Records provided:
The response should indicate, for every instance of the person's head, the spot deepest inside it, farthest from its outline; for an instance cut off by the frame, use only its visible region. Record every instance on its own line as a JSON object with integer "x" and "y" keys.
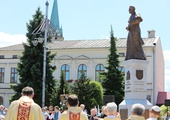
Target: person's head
{"x": 2, "y": 117}
{"x": 1, "y": 107}
{"x": 138, "y": 109}
{"x": 50, "y": 108}
{"x": 111, "y": 109}
{"x": 131, "y": 9}
{"x": 82, "y": 106}
{"x": 56, "y": 108}
{"x": 93, "y": 112}
{"x": 103, "y": 109}
{"x": 154, "y": 112}
{"x": 72, "y": 101}
{"x": 168, "y": 113}
{"x": 28, "y": 91}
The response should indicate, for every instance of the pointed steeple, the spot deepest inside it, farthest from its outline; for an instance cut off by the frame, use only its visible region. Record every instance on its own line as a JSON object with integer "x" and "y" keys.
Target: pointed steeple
{"x": 55, "y": 20}
{"x": 111, "y": 32}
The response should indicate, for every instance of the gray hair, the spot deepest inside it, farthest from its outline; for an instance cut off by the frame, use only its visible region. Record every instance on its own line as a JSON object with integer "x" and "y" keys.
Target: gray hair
{"x": 138, "y": 109}
{"x": 111, "y": 107}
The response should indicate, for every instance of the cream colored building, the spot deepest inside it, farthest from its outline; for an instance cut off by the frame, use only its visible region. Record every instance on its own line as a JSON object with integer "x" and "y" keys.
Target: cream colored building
{"x": 87, "y": 55}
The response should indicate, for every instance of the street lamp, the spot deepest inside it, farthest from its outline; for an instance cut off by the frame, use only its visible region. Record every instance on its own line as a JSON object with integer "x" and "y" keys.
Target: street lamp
{"x": 49, "y": 29}
{"x": 39, "y": 30}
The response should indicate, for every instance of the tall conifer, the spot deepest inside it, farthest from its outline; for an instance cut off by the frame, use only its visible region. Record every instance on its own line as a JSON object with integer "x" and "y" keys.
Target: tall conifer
{"x": 113, "y": 78}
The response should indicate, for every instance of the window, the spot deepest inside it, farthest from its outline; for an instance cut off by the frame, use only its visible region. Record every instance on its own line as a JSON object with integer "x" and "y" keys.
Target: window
{"x": 148, "y": 98}
{"x": 14, "y": 56}
{"x": 14, "y": 75}
{"x": 66, "y": 70}
{"x": 99, "y": 69}
{"x": 82, "y": 69}
{"x": 121, "y": 68}
{"x": 122, "y": 54}
{"x": 1, "y": 100}
{"x": 1, "y": 56}
{"x": 2, "y": 72}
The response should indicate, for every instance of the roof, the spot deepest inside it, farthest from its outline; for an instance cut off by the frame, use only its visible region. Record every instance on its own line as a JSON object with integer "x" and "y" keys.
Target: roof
{"x": 77, "y": 44}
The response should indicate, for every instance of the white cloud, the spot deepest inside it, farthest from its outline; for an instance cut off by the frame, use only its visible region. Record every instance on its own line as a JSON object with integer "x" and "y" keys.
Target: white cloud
{"x": 167, "y": 69}
{"x": 9, "y": 39}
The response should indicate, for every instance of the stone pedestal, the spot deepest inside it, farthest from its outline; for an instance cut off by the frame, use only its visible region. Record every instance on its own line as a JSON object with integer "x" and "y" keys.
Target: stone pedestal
{"x": 135, "y": 87}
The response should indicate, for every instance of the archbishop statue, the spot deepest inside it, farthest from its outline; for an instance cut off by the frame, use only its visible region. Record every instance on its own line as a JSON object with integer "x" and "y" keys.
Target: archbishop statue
{"x": 134, "y": 48}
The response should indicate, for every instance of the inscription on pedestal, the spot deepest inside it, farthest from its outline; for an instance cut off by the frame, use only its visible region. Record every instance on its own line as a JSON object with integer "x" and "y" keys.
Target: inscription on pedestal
{"x": 139, "y": 74}
{"x": 128, "y": 75}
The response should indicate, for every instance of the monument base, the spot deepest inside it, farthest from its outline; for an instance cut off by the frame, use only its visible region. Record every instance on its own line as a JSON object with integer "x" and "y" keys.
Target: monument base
{"x": 125, "y": 107}
{"x": 135, "y": 87}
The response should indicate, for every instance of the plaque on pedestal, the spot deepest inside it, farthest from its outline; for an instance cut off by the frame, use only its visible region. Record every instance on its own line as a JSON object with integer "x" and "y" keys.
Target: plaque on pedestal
{"x": 135, "y": 87}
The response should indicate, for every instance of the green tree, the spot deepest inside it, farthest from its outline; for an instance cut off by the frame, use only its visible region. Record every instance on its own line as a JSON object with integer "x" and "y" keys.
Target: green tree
{"x": 90, "y": 93}
{"x": 113, "y": 77}
{"x": 62, "y": 89}
{"x": 30, "y": 66}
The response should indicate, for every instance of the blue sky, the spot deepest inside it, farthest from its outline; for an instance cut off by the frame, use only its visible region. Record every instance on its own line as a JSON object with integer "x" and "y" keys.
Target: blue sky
{"x": 89, "y": 19}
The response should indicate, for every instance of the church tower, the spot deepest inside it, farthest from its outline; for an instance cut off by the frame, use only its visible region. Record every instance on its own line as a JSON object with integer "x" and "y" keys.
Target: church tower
{"x": 55, "y": 20}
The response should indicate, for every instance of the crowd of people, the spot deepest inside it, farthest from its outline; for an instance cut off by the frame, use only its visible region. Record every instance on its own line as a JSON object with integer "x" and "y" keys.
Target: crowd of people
{"x": 26, "y": 109}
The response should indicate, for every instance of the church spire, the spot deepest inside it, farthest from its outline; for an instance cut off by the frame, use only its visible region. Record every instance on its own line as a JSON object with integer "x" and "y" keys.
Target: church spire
{"x": 55, "y": 20}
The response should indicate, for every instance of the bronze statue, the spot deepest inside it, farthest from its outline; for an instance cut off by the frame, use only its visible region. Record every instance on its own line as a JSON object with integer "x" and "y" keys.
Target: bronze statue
{"x": 134, "y": 48}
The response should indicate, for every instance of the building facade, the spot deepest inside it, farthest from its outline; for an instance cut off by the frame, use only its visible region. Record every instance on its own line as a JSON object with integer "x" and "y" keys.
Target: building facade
{"x": 73, "y": 56}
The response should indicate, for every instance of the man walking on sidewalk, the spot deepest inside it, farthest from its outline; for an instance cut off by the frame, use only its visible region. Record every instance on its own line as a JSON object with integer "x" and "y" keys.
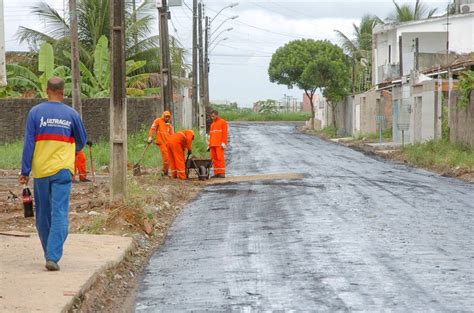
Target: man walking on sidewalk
{"x": 54, "y": 133}
{"x": 218, "y": 144}
{"x": 177, "y": 144}
{"x": 162, "y": 129}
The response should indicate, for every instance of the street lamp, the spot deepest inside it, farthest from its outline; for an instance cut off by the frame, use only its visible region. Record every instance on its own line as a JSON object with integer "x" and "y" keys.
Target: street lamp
{"x": 226, "y": 7}
{"x": 217, "y": 36}
{"x": 217, "y": 43}
{"x": 220, "y": 25}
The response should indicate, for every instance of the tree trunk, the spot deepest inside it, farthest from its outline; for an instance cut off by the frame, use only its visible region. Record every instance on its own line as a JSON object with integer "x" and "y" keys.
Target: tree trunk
{"x": 312, "y": 112}
{"x": 333, "y": 109}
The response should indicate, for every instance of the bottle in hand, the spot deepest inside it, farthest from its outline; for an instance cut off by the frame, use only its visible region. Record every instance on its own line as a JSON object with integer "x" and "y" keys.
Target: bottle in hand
{"x": 27, "y": 202}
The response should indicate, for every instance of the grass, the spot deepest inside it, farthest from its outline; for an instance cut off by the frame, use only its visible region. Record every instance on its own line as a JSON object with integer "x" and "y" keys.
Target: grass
{"x": 326, "y": 132}
{"x": 440, "y": 153}
{"x": 231, "y": 113}
{"x": 10, "y": 154}
{"x": 250, "y": 116}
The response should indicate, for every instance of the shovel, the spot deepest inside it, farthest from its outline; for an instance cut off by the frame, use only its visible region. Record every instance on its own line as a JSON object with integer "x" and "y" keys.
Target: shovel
{"x": 94, "y": 183}
{"x": 136, "y": 167}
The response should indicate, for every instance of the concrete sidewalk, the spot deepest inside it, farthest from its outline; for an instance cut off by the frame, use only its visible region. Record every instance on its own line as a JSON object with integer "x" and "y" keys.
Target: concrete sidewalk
{"x": 26, "y": 286}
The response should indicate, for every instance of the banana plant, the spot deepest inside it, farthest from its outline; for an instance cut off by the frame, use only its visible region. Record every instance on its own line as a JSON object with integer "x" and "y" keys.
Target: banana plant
{"x": 23, "y": 81}
{"x": 96, "y": 83}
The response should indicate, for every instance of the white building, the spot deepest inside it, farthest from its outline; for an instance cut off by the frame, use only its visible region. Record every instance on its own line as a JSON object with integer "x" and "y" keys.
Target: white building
{"x": 421, "y": 45}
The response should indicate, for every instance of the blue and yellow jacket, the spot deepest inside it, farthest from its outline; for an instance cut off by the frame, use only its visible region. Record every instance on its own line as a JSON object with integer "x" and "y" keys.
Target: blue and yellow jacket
{"x": 54, "y": 133}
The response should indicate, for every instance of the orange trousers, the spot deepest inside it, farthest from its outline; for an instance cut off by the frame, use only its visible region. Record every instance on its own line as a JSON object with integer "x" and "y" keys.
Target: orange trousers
{"x": 164, "y": 158}
{"x": 176, "y": 160}
{"x": 80, "y": 166}
{"x": 218, "y": 160}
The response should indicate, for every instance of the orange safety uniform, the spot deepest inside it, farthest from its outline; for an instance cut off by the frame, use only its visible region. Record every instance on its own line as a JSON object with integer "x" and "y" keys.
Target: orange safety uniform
{"x": 163, "y": 131}
{"x": 177, "y": 143}
{"x": 80, "y": 166}
{"x": 218, "y": 136}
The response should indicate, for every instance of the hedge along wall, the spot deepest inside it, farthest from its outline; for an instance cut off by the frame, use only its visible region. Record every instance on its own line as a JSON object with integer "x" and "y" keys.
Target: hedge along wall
{"x": 95, "y": 113}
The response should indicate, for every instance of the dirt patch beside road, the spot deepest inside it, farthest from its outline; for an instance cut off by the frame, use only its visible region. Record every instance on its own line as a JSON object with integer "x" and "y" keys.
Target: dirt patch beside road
{"x": 145, "y": 216}
{"x": 397, "y": 155}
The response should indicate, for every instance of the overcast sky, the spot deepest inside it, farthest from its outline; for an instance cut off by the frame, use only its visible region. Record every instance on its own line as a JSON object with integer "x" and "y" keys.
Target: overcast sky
{"x": 239, "y": 64}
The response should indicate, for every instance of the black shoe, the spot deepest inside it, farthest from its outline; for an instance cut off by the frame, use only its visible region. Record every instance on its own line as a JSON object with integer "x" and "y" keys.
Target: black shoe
{"x": 52, "y": 266}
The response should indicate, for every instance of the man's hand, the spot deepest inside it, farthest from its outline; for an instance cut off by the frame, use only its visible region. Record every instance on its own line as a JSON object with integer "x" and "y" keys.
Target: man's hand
{"x": 23, "y": 180}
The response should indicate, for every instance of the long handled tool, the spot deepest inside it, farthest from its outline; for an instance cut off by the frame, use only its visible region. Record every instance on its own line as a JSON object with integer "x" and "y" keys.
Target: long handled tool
{"x": 94, "y": 183}
{"x": 136, "y": 167}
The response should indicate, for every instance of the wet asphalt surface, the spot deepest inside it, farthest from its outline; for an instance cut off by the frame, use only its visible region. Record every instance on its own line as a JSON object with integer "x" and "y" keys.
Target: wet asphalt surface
{"x": 357, "y": 233}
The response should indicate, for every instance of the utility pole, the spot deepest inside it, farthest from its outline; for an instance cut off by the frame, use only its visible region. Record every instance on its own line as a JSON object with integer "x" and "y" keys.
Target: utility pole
{"x": 166, "y": 75}
{"x": 195, "y": 109}
{"x": 206, "y": 65}
{"x": 3, "y": 70}
{"x": 118, "y": 103}
{"x": 75, "y": 69}
{"x": 201, "y": 122}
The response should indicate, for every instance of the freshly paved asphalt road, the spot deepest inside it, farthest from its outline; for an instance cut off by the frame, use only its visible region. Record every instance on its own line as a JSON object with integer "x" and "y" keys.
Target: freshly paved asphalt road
{"x": 356, "y": 234}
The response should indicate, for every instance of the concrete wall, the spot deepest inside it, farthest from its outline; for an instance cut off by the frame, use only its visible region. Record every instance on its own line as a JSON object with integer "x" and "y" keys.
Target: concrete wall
{"x": 417, "y": 111}
{"x": 344, "y": 117}
{"x": 462, "y": 122}
{"x": 432, "y": 38}
{"x": 141, "y": 111}
{"x": 366, "y": 107}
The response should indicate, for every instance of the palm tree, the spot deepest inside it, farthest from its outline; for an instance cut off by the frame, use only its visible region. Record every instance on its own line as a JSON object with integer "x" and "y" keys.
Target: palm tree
{"x": 407, "y": 13}
{"x": 359, "y": 49}
{"x": 93, "y": 22}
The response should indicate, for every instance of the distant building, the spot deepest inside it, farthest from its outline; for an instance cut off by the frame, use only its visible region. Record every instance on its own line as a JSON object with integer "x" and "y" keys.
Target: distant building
{"x": 321, "y": 109}
{"x": 421, "y": 45}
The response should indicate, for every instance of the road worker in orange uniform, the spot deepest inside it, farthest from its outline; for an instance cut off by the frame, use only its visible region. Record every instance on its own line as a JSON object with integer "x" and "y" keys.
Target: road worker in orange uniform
{"x": 218, "y": 144}
{"x": 80, "y": 165}
{"x": 177, "y": 144}
{"x": 162, "y": 129}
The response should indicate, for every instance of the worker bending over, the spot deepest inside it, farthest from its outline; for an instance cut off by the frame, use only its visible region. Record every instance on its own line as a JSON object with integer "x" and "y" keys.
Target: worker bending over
{"x": 162, "y": 129}
{"x": 80, "y": 167}
{"x": 218, "y": 144}
{"x": 177, "y": 144}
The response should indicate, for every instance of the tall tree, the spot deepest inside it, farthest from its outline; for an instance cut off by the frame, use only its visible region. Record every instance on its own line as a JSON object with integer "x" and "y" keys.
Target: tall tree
{"x": 407, "y": 13}
{"x": 359, "y": 48}
{"x": 311, "y": 65}
{"x": 93, "y": 20}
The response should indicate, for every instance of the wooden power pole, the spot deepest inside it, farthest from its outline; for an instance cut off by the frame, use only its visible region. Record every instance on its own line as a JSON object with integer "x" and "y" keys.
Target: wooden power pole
{"x": 75, "y": 69}
{"x": 195, "y": 108}
{"x": 166, "y": 75}
{"x": 118, "y": 103}
{"x": 201, "y": 122}
{"x": 206, "y": 64}
{"x": 3, "y": 71}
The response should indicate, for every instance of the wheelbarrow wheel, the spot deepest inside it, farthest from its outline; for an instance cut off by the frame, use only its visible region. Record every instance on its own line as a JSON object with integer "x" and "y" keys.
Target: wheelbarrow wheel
{"x": 202, "y": 172}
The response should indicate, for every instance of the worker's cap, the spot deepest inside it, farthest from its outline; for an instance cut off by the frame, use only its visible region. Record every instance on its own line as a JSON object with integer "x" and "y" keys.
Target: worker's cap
{"x": 191, "y": 133}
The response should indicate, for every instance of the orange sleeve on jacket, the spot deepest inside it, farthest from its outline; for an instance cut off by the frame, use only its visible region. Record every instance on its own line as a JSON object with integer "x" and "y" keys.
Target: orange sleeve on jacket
{"x": 162, "y": 131}
{"x": 153, "y": 127}
{"x": 189, "y": 142}
{"x": 224, "y": 131}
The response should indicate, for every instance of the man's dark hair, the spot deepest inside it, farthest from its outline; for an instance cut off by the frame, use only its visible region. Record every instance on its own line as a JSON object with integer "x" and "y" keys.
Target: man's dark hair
{"x": 55, "y": 84}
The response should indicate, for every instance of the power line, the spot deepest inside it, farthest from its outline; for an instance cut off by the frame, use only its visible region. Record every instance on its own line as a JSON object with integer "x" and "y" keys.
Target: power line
{"x": 241, "y": 55}
{"x": 260, "y": 28}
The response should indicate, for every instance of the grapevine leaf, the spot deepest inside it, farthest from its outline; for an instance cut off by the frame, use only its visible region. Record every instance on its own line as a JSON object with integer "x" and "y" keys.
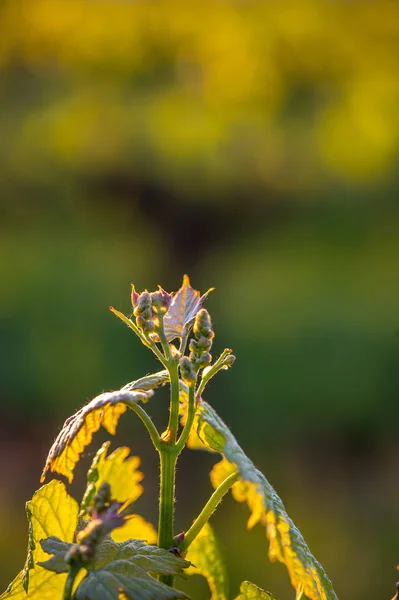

Short task: Can you extract from the records above, word for word, the lines starting at the one that contains "The response should indicate, for every instance of the palm" and ending at the one that contains "Target: palm tree", with both of those lines included?

Reply to the task:
The response should indicate, for every instance of the palm tree, the spot deepest inside it, farthest from its outline; for an instance cut off by the frame, use only its visible region. Record every instance on its own line as a JSON object with integer "x" and "y" keys.
Target: palm tree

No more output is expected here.